**Selected text:**
--------------------------------------------------
I propose to examine some cases of the Allahabad High Court in this connection. It may be mentioned that the U. P. Tenancy Act of 1939 made one important change in sec. 242, and that was that the word "adequate" which appeared in the corresponding section, namely sec. 230, of the Agra Tenancy Act, did not appear before the word "relief" in sec. 242. Under the Agra Tenancy Act of 1926 the jurisdiction of other courts was barred only when adequate relief could be obtained in the revenue court. Therefore the authorities prior to this change in law were generally in favour of holding that the jurisdiction was in the civil courts because adequate relief could not be obtained in the revenue court. In this connection, reference may be made to Sukhdeo and another vs. Basdeo and others (1) (I. L. R. LVII All. 949.), Dau Dayal vs. Ram Prasad (2) (A. I. R. 1936 All. 741.), and Parmeshri Upadhiya and others vs. Krishna Kumar Lal and Dhani Lohar (3) (IXR. 1944 All. 330. ). The last case, though it is decided after the U. P. Tenancy Act of 1939 came into force, arose under the Agra Tenancy Act of 1926.

These authorities therefore are not of much help, because the absence of the word "adequate" both in sec. 242 of the U. P. Tenancy Act of 1939, and in sec. 7 (2) of the Rajasthan Act, makes a good deal of difference. In the latter Act, the words are "any relief", and thus taken along with the explanation the jurisdiction of the courts of revenue comes in when any relief can be granted by them and it is immaterial that a greater or additional or some different relief can be asked from the civil court.

As for the relief of permanent injunction, on which so much stress has been laid by the Assistant Collector, it is enough to say that this relief is about the future. I do not see why the plaintiff should suppose from the very beginning that even after he gets his rights declared by the revenue court and gets the land partitioned by metes and bounds, his co-sharers will continue to harass him in spite of the revenue court's decree. After he gets the revenue court's decree, he should act accordingly, and if his co-sharers still trouble him, he can always ask for a permanent injunction from the civil court on the basis of the revenue court's decree. Reference in this connection may be made to Shyam Lal vs. Hira Nath Chela (4) (AIR. 1943a11. 685. ). It was held in that case that if adequate relief can be granted by the revenue court, it is immaterial that the relief asked for from the civil courts is not identical with that which the revenue court could have granted and that if a suit be in its essence cognizable by a revenue court, the addition of a prayer for injunction will not take the case out of the cognizance of that court. It seems to me that the principle laid down in this case is applicable in Rajasthan with even greater force and where any relief can be obtained from the revenue court, the addition of a prayer for permanent injunction will not oust the jurisdiction of the revenue court.
--------------------------------------------------
**Data excerpts:**
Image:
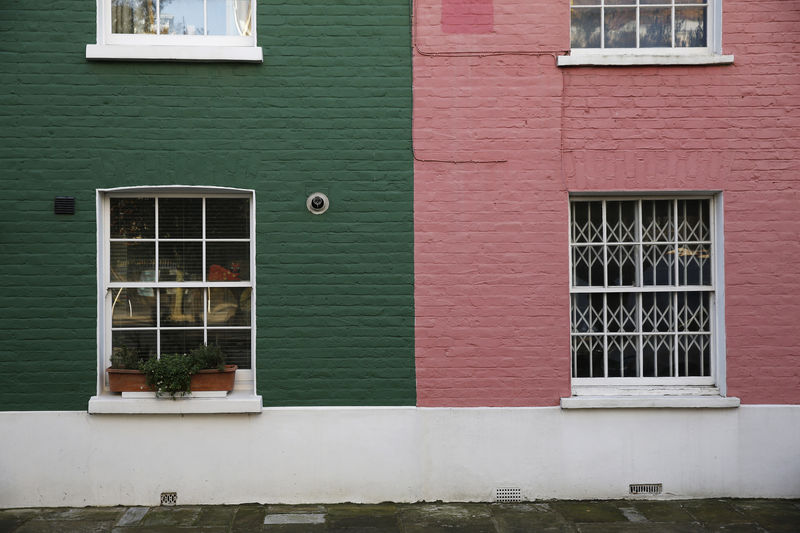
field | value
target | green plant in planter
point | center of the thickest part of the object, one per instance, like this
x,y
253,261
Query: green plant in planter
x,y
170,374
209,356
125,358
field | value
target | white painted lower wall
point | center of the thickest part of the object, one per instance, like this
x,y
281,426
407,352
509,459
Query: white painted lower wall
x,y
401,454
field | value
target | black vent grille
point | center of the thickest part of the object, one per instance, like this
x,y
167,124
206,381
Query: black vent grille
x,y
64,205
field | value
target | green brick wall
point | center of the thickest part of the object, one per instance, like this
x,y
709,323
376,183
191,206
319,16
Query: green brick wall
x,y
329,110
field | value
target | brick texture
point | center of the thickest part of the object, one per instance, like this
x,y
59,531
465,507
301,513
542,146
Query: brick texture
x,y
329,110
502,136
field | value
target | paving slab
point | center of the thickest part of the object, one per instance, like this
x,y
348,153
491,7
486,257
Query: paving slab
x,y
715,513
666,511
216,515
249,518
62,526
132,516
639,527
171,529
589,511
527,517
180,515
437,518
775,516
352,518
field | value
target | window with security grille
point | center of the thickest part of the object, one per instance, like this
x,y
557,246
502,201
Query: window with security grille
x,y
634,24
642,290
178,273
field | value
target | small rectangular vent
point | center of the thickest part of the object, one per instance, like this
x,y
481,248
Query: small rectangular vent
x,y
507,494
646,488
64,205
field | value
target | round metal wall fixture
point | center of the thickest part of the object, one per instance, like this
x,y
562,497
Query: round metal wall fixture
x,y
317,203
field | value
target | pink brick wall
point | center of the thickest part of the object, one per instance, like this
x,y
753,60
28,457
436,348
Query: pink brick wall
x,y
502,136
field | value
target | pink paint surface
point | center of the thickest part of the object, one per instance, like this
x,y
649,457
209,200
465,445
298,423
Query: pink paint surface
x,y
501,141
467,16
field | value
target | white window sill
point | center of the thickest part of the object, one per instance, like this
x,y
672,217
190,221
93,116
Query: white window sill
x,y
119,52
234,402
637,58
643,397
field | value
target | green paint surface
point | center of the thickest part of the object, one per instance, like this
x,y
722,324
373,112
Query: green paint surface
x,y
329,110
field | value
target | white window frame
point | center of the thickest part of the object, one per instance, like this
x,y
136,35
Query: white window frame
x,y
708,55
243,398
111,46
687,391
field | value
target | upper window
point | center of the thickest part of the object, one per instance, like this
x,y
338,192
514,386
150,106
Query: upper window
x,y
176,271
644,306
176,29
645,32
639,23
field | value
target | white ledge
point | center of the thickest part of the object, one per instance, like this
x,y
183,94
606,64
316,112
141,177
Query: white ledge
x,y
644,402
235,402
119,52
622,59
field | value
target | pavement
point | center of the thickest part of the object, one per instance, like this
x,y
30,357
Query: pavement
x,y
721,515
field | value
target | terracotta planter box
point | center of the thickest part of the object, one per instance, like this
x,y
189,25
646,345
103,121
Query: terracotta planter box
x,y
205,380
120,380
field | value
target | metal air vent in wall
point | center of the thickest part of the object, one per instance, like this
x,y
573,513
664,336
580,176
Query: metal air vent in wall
--------------------------------------------------
**To be done:**
- 1) From the court ruling, give the passage again, starting at the words "These authorities therefore" and stopping after "the civil court.", with "civil court" swapped for "ordinary court".
- 2) Extend the court ruling on revenue court jurisdiction, picking up right after its final sentence.

**Responses:**
- 1)
These authorities therefore are not of much help, because the absence of the word "adequate" both in sec. 242 of the U. P. Tenancy Act of 1939, and in sec. 7 (2) of the Rajasthan Act, makes a good deal of difference. In the latter Act, the words are "any relief", and thus taken along with the explanation the jurisdiction of the courts of revenue comes in when any relief can be granted by them and it is immaterial that a greater or additional or some different relief can be asked from the ordinary court.

- 2)
Taking the plaint in this case therefore as a whole, it seems to me that the main prayer of the plaintiff is that his rights in the well may be declared and his one-fourth share in certain lands attached to the well may be divided by metes and bounds. These are the essential reliefs in the plaint, and come under items 2 and 13 of Group B of the First Schedule. The other reliefs are merely ancillary to these main reliefs, and, in view of the explanation to sec. 7 (2), the jurisdiction of the revenue court would not be ousted, even though a greater relief could be asked for from the civil court, or additional reliefs could be obtained from the civil court, or the relief which the revenue court could give is not quite identical with the relief which the civil court might be able to give.

(3.)I am, therefore, of opinion that the main relief in this case being obtainable from the revenue court, the suit lies in the revenue court, and the Assistant Collector is competent to determine it, leaving out those ancillary reliefs about which he cannot grant relief undetermined.
The reference is rejected. I therefore order the Assistant Collector to proceed with the suit in the manner indicated above. .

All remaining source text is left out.